| Gegevens met puntannotaties |
::::
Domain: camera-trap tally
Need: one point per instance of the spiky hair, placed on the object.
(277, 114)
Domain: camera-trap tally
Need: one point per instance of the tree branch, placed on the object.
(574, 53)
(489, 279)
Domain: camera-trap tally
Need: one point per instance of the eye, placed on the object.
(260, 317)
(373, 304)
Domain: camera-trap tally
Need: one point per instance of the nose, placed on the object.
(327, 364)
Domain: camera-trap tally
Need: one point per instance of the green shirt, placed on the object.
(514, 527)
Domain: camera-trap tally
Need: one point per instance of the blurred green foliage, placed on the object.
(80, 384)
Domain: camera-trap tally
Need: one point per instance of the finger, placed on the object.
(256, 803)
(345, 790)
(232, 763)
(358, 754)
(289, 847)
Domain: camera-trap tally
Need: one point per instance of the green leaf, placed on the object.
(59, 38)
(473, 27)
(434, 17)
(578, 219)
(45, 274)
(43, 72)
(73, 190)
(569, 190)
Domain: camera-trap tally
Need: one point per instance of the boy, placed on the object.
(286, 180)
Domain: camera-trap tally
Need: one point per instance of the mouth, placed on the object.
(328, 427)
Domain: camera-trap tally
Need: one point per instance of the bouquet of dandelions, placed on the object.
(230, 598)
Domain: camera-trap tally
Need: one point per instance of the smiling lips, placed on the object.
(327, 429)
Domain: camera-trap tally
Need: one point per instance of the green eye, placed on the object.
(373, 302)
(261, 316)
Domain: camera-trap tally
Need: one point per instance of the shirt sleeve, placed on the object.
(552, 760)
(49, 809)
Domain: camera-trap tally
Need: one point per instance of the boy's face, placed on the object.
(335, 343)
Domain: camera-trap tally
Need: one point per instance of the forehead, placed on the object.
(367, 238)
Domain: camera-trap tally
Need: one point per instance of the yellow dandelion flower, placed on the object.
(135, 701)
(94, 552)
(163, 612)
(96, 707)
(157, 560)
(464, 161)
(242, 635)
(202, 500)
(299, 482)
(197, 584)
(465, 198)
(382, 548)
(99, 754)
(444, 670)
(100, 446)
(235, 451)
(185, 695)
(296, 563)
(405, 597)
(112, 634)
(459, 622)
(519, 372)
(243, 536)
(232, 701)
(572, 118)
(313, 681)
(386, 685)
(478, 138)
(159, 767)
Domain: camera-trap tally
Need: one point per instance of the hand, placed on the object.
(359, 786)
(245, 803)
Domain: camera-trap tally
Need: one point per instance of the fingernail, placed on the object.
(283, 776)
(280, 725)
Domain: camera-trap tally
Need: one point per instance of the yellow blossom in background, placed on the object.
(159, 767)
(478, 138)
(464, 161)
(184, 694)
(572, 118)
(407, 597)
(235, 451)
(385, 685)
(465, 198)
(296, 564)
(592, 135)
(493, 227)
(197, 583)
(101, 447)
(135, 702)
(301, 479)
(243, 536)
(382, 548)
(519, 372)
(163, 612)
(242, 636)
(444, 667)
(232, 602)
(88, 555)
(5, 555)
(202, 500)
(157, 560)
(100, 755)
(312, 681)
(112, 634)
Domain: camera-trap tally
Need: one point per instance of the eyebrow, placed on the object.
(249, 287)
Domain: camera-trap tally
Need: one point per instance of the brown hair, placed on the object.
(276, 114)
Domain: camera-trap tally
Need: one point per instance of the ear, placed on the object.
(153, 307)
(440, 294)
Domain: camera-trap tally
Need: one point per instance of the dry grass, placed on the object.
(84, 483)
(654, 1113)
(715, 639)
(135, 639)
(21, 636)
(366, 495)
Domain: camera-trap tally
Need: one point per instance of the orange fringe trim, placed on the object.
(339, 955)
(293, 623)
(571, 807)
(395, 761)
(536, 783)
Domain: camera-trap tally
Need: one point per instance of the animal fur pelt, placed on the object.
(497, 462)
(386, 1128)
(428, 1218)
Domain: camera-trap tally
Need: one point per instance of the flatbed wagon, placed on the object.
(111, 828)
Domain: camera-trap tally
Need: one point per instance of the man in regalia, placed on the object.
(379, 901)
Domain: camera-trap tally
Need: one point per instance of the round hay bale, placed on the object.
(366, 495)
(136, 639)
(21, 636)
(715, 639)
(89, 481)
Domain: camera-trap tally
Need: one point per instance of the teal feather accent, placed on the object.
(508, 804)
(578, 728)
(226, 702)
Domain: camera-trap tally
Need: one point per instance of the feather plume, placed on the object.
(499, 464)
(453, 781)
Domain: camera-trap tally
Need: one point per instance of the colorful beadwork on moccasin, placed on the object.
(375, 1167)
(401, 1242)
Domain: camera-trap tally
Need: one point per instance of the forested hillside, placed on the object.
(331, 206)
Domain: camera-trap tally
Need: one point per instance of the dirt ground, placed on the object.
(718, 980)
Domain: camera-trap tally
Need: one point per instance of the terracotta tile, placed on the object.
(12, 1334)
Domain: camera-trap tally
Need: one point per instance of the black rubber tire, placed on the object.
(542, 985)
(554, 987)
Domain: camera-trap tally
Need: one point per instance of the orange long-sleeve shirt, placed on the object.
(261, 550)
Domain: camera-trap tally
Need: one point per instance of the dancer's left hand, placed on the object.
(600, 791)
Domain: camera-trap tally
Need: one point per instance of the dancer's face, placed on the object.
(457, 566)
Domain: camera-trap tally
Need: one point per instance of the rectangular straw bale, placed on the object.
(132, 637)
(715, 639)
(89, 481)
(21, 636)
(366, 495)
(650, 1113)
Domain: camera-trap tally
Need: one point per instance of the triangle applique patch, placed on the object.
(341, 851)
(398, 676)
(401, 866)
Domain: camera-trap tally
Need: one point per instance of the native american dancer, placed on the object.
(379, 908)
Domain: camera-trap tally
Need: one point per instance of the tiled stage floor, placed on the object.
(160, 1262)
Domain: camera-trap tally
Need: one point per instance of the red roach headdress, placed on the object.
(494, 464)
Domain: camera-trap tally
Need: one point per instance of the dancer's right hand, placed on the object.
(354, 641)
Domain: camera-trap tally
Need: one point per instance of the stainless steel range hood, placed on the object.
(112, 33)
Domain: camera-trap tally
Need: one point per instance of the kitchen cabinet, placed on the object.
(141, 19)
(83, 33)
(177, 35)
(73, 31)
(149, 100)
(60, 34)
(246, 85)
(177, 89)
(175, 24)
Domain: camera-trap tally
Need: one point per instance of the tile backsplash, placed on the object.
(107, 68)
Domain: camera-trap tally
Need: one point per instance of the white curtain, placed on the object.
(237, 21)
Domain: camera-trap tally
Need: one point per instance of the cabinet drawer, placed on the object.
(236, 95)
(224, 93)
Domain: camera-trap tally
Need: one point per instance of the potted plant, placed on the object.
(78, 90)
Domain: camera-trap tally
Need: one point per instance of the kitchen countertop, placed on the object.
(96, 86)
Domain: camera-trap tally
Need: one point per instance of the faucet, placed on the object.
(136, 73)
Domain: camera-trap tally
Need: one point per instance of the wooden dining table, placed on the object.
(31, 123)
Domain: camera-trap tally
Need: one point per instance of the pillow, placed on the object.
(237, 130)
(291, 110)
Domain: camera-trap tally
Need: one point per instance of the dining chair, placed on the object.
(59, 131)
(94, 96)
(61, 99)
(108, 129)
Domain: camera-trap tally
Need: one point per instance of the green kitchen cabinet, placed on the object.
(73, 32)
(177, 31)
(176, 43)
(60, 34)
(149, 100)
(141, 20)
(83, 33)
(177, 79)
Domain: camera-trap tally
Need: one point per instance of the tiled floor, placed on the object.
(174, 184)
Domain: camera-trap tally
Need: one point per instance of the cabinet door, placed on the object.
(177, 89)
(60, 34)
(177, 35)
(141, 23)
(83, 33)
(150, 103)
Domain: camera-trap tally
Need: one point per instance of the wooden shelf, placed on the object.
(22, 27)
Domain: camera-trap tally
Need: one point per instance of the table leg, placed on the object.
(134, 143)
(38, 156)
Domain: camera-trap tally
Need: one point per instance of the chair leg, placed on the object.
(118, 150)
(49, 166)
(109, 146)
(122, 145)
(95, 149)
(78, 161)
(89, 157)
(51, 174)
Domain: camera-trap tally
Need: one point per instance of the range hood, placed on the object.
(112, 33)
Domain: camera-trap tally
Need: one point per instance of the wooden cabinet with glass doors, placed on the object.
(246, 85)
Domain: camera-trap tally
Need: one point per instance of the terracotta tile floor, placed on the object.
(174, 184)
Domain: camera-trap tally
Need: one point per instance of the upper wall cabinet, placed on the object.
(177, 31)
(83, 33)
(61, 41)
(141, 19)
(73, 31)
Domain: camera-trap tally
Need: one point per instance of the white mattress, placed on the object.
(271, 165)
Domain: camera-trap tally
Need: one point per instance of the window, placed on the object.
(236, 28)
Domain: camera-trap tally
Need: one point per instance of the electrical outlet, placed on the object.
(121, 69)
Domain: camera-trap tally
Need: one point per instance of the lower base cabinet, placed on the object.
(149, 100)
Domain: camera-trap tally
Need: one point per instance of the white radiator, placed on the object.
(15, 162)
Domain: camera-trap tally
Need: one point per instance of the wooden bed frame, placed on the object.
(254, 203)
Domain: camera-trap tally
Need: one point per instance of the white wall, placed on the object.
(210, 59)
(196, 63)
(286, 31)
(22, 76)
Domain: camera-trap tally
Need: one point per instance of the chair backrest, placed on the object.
::::
| Opdracht |
Verzamel uit de gegevens hierboven elke regel waarin het woord "dining" staat. Hoofdletters en kleine letters tellen mee.

| Uitgewerkte oefening |
Need: one point per instance of the wooden dining table, placed on the object.
Need: one point per instance of the dining chair, placed on the object.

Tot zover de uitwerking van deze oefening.